*WHAT THIS TASK INVOLVES*
Leave the images behind and copy every record exactly.
-----
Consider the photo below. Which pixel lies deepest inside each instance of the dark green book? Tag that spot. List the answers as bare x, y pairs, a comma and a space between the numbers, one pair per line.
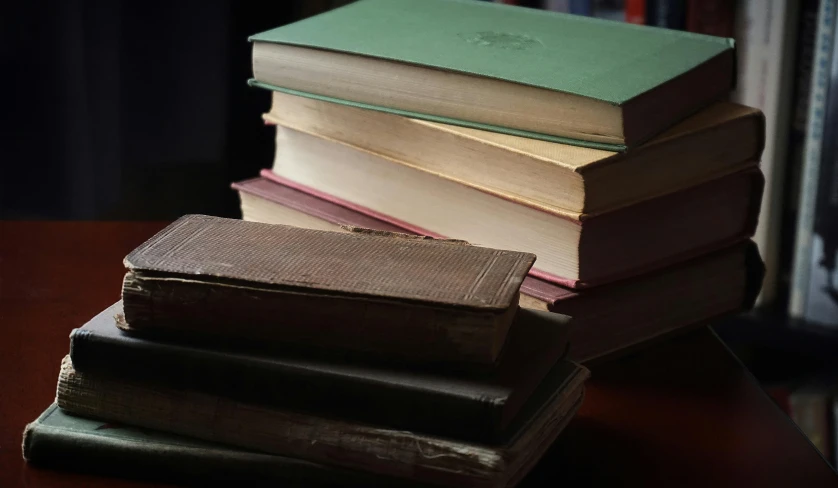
519, 71
59, 440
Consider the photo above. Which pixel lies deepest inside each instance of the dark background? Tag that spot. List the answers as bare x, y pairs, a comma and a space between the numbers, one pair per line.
127, 109
131, 109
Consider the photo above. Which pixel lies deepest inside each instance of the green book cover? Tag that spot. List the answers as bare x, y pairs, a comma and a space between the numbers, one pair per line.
608, 61
63, 441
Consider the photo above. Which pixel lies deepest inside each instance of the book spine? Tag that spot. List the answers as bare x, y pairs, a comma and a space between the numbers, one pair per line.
581, 7
270, 383
819, 91
766, 36
67, 449
636, 11
666, 13
411, 331
807, 31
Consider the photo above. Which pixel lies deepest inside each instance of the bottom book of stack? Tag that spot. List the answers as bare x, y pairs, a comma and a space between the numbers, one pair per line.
121, 422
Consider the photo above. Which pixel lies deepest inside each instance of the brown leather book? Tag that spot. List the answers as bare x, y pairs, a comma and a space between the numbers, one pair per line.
606, 319
393, 295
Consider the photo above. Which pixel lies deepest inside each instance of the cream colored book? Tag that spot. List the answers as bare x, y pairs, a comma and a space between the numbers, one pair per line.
719, 140
573, 250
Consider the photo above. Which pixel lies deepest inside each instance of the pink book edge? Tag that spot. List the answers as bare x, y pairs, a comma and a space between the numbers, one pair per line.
572, 284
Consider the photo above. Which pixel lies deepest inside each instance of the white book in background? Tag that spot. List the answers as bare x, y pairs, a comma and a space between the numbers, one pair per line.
814, 285
557, 5
766, 34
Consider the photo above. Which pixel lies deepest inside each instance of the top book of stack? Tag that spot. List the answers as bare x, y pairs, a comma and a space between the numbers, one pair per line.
543, 75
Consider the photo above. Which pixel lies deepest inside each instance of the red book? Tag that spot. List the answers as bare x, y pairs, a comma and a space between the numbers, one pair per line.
609, 318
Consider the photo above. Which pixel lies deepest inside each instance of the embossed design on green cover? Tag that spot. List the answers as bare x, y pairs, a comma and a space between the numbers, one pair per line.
609, 61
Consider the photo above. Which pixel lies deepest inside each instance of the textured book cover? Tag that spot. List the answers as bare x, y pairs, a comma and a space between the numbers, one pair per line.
395, 295
59, 440
591, 58
674, 298
370, 448
477, 407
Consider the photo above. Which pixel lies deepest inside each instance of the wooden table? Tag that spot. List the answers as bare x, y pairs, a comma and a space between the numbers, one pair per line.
682, 413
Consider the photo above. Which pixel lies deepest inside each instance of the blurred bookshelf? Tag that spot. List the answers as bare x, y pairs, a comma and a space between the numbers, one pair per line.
788, 68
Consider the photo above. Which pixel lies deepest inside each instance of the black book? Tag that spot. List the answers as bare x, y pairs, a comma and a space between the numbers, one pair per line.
470, 406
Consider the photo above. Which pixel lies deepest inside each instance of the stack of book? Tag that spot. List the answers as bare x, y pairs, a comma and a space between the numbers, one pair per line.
606, 149
289, 354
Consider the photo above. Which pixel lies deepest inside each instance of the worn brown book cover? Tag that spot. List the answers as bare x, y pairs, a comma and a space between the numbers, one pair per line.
330, 440
394, 295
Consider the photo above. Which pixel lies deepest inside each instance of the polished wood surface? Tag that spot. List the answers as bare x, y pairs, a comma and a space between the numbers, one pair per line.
681, 413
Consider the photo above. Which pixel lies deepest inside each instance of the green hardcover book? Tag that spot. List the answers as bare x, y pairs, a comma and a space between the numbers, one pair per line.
545, 75
59, 440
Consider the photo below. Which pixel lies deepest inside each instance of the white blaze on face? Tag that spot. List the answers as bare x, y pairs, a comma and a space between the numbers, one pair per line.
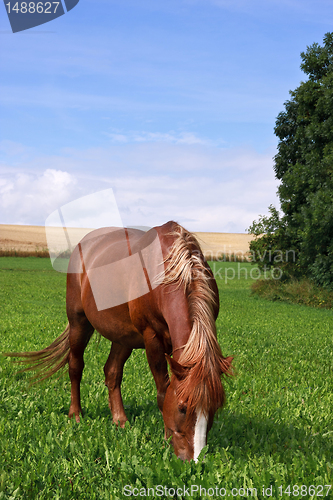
200, 432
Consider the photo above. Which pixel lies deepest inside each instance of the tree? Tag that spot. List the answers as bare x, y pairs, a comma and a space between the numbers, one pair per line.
304, 165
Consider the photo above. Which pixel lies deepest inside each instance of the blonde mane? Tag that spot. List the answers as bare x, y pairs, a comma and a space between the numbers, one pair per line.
202, 357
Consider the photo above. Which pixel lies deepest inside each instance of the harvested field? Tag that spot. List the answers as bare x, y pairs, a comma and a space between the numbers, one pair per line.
31, 240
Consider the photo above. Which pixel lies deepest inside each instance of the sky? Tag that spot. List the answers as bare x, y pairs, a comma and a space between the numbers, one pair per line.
171, 104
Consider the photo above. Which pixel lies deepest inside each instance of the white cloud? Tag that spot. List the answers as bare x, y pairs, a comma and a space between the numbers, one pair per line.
-----
*SOLVED EXERCISE*
Consider the photo below. Which pixel lies deepest inside each instance of the dark green book? Tag that spot. List the answers as bare x, y pairs, a comma and a space between the numbers, one pair per line.
519, 71
59, 440
Consider the photo above. Which pixel lies deepest inside each instance of the dark background? Tag that spot. List the answers as bare x, y pairs, a comma and a space between the numbers, one pair per line.
127, 109
131, 109
Consider the photo above. Which pixel lies deepest inside each instance of the green book cover? Tag that spot. List the answers as bare x, y pairs, a comma and a space between the numbers, one pair per line.
608, 61
63, 441
Consider the photo above. Which pixel lies deepest inside each instance of the book spine? Tag that spot. List the answers as bare x, y pairs, a comma and a space between the numbers, one pair per line.
581, 7
270, 383
819, 91
766, 36
67, 449
636, 11
666, 13
411, 331
807, 31
Consider the photo above. Which pixel lies deepest inside each instance of the bottom book of stack? Tag that spot. List the answers as bare x, y pairs, a comma and a space between the numbers, one pair per line.
121, 422
Consider the photo above. Which pixel lies deepest inside each instance of the brown leather book? Tag that spot. List the answers as bare x, y pairs, a comma and a space between the numbers, one pair per line.
606, 319
393, 295
Consider the photo above. Which pixel lies deepest inside each instance of the cream colored book? Tag that spot. List the answers as bare x, y pairs, a comma and a space between the numbers, one pair per line.
719, 140
573, 250
Consider the photo above. Which pixel lies deepest inside each instance of the pink book edge? Tag that spot. List the answers as bare x, y pairs, a comma and a space between the numbers, one pair per line.
572, 284
Consider the photo above. Which pixel lies deepest inside each instance of the white book in background? Tag that spot. List the answers as bare x, y pairs, a comma and a space between the numbers, one pair per line.
814, 285
557, 5
766, 34
Consider the photo above. Which pixel lies deepest inside each instance of the top book of stack? Tag that spot. List the answers as bare x, y pairs, a comma and a space between the numbers, one pair per line.
543, 75
Consider the photo above. Which pixel lies deepest inside each instance of the red book? Tag that spot. List the answers as bare x, y pairs, a comma and a space between the numbers, one pair per line.
609, 318
Consider the photo above. Which pixel lies deepest inside each instance of the embossed design on green cover? Tag that spot. List the answers as bare x, y pairs, a comma and a space between the numbers, one pair per line.
609, 61
Consider the photo above. Which pixel lies deepest inside each instance of the textured book cover? Tag that spot. List the answers as bare x, y pairs, a comma and a space between the numbers, one pair per line.
395, 295
59, 440
591, 58
674, 298
370, 448
477, 407
Consider the photo above. Which pixel lies deepest inside each instance of the wooden table? Tag that spot. List the answers as bare x, y pairs, a comma and a space between the numbers, one pair per line.
682, 413
Consider the photo above. Which pixel lies deepest inside each instance of the blurred bookshelf? Tag that spot. List the answers as bare x, y pairs, a comma and a space between the numbers, one pair per line.
788, 68
Consider the photo above. Which pixel lies deepest inside each instance of the black book? Tag that spot. List the answers as bare x, y pairs, a comma and a space between the numbers, one pair per line.
470, 406
Consider the photo above. Which pixel lies deepest inside each instance of the stack of book? Tag that spot. List the answers as bare x, y pairs, a comma and a space between the numbers, one pair per line.
606, 149
289, 354
Consider the photo above. Which pixel lies deepest inside each instance of the worn brown book cover? Tag that spot. List the answers as bare x, y pairs, a comma and a space between the numbers, one pair per line.
330, 440
394, 295
Consider the photo above. Which pixel lies deepest inside each instance of the polished wood surface? Tag that spot. List the answers as bare x, y pairs, a comma and a space between the numbers, one pair per line.
681, 413
Consider the photo above. Which pixel lies deepest inside each instance of the green hardcover book? Tag that spot. List the answers as bare x, y pairs, a comma and a space between the numbers, one pair per line.
545, 75
59, 440
Consider the photo below. Which pixel lies deepest inside each instance of the white blaze on face? Tag that spot. List the answers as bare x, y pairs, a comma and a space between the numbers, one pair per line.
200, 432
Consider the photo above. Which pixel lies deepest inside each instance of the tree? Tag that spot. List the answers as bare x, y pairs, a comma and a space between the numbers, one pair per line.
304, 165
Consider the photo above. Which pixel lies deepest inside each instance of the blonde mane? Tag that spot. List the answers as bare x, y pairs, a comma and a space between the numbers, one pair per line.
202, 357
Consider the photo above. Which pixel lies deepest inside each instance of the harvested field? Tag that spot. List the answers as bare x, y pairs, a comma and a space between the numbers, one pair per line.
31, 240
Consider the photo above. Which pixel lies deepest inside each instance of the sky? Tag that spot. List the answers as bare x, y pairs, a comma and a space between the numbers, one pair per line.
171, 104
Consider the photo above. Which pixel lies deepest inside each instance of the white cloud? Tag that spot. List the answers as bare x, y pairs, a comma and a space between the numbers, one pair per line.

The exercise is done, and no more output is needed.